**Exercise brief**
Filter the entries for the string "house". Copy each line that has it.

===== Records provided =====

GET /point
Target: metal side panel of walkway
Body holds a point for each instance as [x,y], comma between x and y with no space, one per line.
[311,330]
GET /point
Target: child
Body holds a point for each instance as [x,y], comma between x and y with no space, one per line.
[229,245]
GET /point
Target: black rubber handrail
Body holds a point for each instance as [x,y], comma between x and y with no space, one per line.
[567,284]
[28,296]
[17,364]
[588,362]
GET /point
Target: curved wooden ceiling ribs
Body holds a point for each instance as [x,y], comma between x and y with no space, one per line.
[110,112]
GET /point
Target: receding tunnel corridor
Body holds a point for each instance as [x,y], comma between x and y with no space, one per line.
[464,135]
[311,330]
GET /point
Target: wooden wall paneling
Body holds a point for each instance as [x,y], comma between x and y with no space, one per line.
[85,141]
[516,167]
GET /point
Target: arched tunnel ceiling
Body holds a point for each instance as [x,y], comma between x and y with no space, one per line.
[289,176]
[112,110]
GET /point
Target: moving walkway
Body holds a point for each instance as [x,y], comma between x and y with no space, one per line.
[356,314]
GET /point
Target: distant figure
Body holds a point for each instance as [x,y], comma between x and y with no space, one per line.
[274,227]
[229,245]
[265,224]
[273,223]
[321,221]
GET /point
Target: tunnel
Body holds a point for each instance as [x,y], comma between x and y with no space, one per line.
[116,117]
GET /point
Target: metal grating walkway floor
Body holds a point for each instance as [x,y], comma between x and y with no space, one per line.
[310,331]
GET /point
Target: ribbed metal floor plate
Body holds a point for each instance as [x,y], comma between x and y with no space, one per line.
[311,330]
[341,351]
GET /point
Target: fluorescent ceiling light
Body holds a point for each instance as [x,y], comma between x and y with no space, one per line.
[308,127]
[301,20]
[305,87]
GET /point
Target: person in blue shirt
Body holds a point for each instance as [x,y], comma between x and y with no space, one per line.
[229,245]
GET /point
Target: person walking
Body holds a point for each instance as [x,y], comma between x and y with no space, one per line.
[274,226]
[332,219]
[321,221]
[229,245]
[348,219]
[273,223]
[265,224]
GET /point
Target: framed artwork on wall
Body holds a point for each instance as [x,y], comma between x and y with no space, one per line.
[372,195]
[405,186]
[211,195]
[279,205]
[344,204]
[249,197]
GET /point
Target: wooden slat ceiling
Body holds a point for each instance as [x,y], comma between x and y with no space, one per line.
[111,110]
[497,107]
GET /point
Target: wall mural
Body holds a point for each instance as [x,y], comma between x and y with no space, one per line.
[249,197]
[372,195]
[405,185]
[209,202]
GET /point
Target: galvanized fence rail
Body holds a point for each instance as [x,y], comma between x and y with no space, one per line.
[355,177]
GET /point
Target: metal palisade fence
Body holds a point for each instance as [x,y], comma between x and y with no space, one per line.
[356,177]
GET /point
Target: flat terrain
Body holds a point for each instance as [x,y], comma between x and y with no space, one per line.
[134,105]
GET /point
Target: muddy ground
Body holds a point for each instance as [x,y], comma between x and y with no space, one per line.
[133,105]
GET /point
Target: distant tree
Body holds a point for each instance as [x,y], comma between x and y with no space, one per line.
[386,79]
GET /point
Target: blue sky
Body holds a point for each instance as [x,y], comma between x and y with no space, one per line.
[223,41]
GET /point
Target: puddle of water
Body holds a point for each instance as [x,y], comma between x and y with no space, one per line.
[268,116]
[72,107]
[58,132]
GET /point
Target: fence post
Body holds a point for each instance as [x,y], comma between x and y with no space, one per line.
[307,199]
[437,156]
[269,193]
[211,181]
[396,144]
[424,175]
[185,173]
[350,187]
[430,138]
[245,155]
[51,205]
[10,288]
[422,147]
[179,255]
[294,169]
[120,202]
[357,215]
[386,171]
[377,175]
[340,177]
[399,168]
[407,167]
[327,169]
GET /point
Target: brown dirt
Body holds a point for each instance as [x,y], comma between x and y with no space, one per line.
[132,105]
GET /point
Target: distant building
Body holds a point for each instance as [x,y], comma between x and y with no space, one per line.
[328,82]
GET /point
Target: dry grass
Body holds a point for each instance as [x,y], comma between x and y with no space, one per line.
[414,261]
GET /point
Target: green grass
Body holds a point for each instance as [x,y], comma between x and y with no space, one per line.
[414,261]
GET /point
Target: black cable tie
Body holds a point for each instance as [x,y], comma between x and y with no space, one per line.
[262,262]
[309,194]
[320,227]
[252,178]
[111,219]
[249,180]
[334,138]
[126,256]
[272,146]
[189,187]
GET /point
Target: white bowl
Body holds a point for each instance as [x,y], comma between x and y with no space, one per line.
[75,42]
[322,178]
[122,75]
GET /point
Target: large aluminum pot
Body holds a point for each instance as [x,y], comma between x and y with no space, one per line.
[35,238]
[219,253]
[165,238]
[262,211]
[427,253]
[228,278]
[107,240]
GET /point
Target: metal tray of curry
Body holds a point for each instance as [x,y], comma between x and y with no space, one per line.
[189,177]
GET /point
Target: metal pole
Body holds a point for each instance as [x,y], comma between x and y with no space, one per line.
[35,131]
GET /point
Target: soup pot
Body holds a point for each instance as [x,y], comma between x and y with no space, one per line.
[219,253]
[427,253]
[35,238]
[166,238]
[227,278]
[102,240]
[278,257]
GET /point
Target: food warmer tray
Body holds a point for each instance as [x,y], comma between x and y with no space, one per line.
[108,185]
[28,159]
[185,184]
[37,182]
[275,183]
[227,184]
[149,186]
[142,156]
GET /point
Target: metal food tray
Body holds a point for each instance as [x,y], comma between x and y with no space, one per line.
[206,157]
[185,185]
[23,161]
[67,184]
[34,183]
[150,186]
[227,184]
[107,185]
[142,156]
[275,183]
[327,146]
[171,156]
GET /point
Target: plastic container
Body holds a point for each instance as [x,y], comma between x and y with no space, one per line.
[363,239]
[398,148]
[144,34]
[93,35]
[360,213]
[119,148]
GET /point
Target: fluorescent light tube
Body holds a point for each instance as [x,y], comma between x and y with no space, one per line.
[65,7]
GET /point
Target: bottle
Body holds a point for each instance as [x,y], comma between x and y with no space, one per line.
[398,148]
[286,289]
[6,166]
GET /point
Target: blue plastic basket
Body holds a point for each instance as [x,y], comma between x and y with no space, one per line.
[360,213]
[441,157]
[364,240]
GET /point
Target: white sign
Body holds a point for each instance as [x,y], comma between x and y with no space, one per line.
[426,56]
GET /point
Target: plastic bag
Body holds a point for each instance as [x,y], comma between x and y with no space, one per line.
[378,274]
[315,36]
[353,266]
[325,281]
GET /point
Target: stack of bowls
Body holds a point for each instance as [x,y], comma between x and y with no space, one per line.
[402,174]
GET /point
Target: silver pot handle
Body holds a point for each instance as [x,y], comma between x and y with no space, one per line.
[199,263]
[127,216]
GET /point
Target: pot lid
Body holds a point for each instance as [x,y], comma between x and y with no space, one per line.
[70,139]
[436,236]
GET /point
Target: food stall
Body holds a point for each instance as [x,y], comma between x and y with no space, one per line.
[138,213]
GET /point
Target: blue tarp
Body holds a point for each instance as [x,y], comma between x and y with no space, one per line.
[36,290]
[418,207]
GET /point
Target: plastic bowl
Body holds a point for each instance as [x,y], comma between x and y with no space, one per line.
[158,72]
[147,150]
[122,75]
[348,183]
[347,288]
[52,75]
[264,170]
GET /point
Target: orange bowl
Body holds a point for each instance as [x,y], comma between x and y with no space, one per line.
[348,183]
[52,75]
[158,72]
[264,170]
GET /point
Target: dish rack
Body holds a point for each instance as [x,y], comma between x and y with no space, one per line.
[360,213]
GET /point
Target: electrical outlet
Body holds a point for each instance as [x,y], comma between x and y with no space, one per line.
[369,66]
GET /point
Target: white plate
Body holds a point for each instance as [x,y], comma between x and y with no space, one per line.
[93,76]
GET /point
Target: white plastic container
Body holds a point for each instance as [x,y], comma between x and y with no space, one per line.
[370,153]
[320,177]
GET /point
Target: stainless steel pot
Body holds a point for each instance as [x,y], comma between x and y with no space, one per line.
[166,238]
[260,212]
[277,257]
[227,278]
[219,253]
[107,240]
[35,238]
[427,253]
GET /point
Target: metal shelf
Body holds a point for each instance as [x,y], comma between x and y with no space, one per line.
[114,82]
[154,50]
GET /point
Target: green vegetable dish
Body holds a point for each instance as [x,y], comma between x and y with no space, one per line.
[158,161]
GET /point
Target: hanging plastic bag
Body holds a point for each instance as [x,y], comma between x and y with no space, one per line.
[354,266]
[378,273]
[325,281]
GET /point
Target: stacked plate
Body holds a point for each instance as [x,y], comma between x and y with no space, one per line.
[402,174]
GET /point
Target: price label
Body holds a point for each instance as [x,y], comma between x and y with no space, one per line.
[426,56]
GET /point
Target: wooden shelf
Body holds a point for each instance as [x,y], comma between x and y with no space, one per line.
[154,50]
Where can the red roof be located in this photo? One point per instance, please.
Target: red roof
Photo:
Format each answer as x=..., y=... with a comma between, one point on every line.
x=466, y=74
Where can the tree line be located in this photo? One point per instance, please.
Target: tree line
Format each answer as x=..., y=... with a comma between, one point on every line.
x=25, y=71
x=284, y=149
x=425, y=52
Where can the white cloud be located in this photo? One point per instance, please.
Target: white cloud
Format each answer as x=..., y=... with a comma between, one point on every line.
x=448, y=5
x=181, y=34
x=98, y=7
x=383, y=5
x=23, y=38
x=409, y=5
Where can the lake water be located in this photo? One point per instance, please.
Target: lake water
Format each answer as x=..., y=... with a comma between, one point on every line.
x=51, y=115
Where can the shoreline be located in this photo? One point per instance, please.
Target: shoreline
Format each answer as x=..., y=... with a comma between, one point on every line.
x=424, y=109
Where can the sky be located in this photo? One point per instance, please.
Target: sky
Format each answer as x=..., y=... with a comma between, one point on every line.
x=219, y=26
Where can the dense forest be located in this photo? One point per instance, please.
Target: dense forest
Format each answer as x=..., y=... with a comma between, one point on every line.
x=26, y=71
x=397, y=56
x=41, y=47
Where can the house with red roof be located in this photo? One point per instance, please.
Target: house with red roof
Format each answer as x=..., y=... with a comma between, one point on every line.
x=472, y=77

=====

**Output below**
Where can the house with red roof be located in this photo? One point per instance, please.
Target: house with red roof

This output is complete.